Copy out the Windrush passage below word for word, from its headline through its final sentence.

> TEXT SEGMENT
# # # # # # #
Put the sails back on Windrush
THERE IS a feeling that the Windrush issue has slipped down, if not fallen off, the agenda of priorities for Jamaica and other Caribbean countries. We hope that’s a mistaken perception.
It was noticeable, though, that this past Monday, June 22, observed in Britain as Windrush Day, there was no statement to mark the day by either Prime Minister Andrew Holness, his foreign minister, Kamina Johnson Smith, or anyone else in the Government. Neither did the political Opposition offer remarks, which is surprising, even just for the coincidence of Windrush Day with the global demonstrations for racial justice for black people, triggered by the police killing in the United States of the African-American man, George Floyd.
While it slipped Jamaica, Prince Charles, the heir to the British throne, and the country’s prime minister, Boris Johnson, remembered, although Mr Johnson’s critics claim it was an opportunity for him to fudge on the question of race in the UK, despite his praise for the “fantastic contribution” of the Windrush generation and their children.
Windrush Day marks the 1948 arrival in England of a former British troopship, Empire Windrush, which had sailed from Kingston with hundreds of Jamaicans and other West Indians, marking the beginning of significant black and non-white immigration to the UK in the years after the Second World War. Many of those aboard the Windrush had served in the war and were returning to be part of Britain’s post-war rebuilding.
# # # # # # #
> STORED DATA
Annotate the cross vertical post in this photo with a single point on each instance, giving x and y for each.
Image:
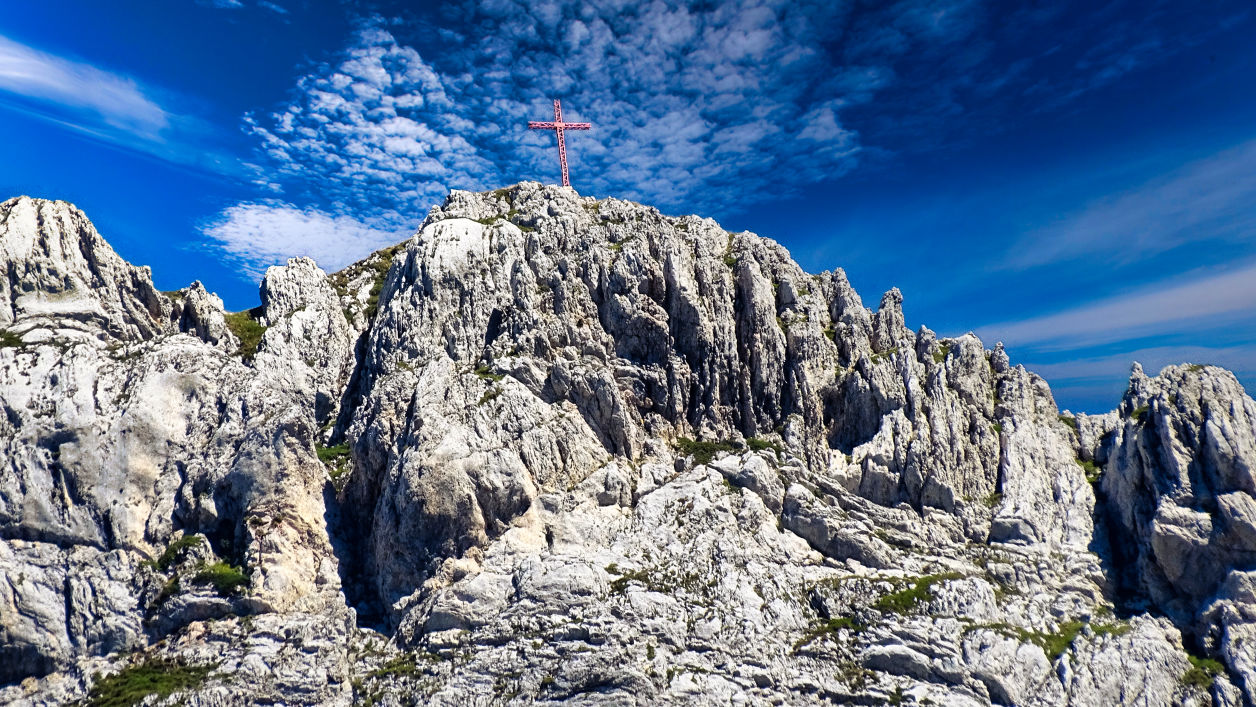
# # # # # # #
> FULL OUTPUT
Put the sails back on Windrush
THERE IS a feeling that the Windrush issue has slipped down, if not fallen off, the agenda of priorities for Jamaica and other Caribbean countries. We hope that’s a mistaken perception.
It was noticeable, though, that this past Monday, June 22, observed in Britain as Windrush Day, there was no statement to mark the day by either Prime Minister Andrew Holness, his foreign minister, Kamina Johnson Smith, or anyone else in the Government. Neither did the political Opposition offer remarks, which is surprising, even just for the coincidence of Windrush Day with the global demonstrations for racial justice for black people, triggered by the police killing in the United States of the African-American man, George Floyd.
While it slipped Jamaica, Prince Charles, the heir to the British throne, and the country’s prime minister, Boris Johnson, remembered, although Mr Johnson’s critics claim it was an opportunity for him to fudge on the question of race in the UK, despite his praise for the “fantastic contribution” of the Windrush generation and their children.
Windrush Day marks the 1948 arrival in England of a former British troopship, Empire Windrush, which had sailed from Kingston with hundreds of Jamaicans and other West Indians, marking the beginning of significant black and non-white immigration to the UK in the years after the Second World War. Many of those aboard the Windrush had served in the war and were returning to be part of Britain’s post-war rebuilding.